### Task description
Reproduce the records below verbatim, line for line, without altering any character.

## begin Records provided

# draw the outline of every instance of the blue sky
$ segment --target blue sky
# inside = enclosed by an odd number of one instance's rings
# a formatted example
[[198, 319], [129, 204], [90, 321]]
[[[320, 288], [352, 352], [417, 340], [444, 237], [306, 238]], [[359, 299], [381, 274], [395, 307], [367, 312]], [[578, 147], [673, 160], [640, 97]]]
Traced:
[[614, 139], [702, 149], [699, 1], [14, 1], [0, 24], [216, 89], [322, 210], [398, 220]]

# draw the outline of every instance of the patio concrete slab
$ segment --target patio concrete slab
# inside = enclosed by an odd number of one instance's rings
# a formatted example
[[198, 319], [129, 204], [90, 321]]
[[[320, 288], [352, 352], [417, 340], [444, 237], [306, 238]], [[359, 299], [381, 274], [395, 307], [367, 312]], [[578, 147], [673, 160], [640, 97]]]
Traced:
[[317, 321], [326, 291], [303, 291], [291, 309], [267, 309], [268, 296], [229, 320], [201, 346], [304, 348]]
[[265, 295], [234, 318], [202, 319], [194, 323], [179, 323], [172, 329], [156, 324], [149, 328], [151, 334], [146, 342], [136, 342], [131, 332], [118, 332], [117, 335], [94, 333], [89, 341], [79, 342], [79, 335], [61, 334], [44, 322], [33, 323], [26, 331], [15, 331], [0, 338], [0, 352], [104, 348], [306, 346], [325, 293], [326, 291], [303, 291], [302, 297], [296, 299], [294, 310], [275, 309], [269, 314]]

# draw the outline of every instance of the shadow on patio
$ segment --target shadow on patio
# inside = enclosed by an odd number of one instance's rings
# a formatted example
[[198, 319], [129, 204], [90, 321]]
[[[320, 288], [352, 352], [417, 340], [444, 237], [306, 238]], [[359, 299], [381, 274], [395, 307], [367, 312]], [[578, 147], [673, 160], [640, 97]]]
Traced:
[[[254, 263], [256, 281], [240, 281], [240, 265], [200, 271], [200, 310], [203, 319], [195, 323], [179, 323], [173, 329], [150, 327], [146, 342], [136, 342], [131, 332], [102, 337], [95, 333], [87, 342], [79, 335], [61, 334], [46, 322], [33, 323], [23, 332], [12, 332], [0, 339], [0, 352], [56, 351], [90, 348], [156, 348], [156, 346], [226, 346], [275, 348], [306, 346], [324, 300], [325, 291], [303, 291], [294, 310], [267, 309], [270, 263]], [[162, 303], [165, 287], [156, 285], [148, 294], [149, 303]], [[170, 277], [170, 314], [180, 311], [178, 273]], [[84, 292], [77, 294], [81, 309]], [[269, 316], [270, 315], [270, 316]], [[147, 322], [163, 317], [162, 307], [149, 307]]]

## end Records provided

### Task answer
# draw the outline of every instance of the blue sky
$ segment --target blue sky
# inside = enclosed by an odd number of one instance's rings
# a formatted example
[[198, 319], [129, 204], [90, 321]]
[[[320, 288], [352, 352], [417, 340], [444, 237], [306, 238]], [[359, 299], [381, 274], [395, 307], [367, 312]], [[578, 147], [673, 160], [640, 97]]]
Traced:
[[614, 139], [702, 149], [699, 1], [14, 1], [0, 24], [216, 89], [322, 210], [398, 220]]

# draw the outline of every instance of the patio concrete slab
$ segment --target patio concrete slab
# inside = enclosed by an odd number of one instance's rings
# a formatted example
[[198, 319], [129, 204], [90, 321]]
[[[320, 288], [352, 352], [417, 340], [444, 237], [306, 238]], [[359, 299], [381, 274], [395, 307], [367, 312]], [[578, 147], [673, 160], [640, 97]]]
Traced:
[[317, 321], [326, 291], [303, 291], [291, 309], [267, 309], [268, 296], [229, 320], [201, 346], [304, 348]]
[[265, 295], [234, 318], [202, 319], [194, 323], [179, 323], [172, 329], [156, 324], [149, 328], [151, 334], [146, 342], [136, 342], [131, 332], [118, 332], [117, 335], [94, 333], [89, 341], [79, 342], [79, 335], [61, 334], [44, 322], [33, 323], [26, 331], [15, 331], [0, 338], [0, 352], [104, 348], [306, 346], [325, 293], [326, 291], [303, 291], [302, 297], [296, 299], [294, 310], [275, 309], [269, 314]]

# draw the outline of every instance of the shadow on patio
$ segment --target shadow on patio
# inside = enclosed by an odd number of one instance's rings
# a formatted example
[[198, 319], [129, 204], [90, 321]]
[[[320, 288], [352, 352], [417, 340], [444, 237], [306, 238]], [[359, 299], [381, 274], [395, 307], [367, 312]], [[578, 147], [673, 160], [640, 97]]]
Traced:
[[[254, 263], [256, 281], [240, 281], [240, 265], [200, 271], [200, 310], [203, 319], [195, 323], [179, 323], [173, 329], [150, 327], [146, 342], [136, 342], [131, 332], [102, 337], [95, 333], [87, 342], [79, 335], [61, 334], [46, 322], [33, 323], [23, 332], [12, 332], [0, 339], [0, 352], [56, 351], [90, 348], [156, 348], [156, 346], [226, 346], [275, 348], [306, 346], [324, 300], [325, 291], [303, 291], [294, 310], [267, 309], [270, 263]], [[162, 303], [165, 287], [156, 285], [148, 294], [149, 303]], [[170, 277], [170, 314], [180, 311], [178, 273]], [[84, 292], [77, 294], [81, 309]], [[269, 316], [270, 315], [270, 316]], [[147, 322], [163, 317], [162, 307], [149, 307]]]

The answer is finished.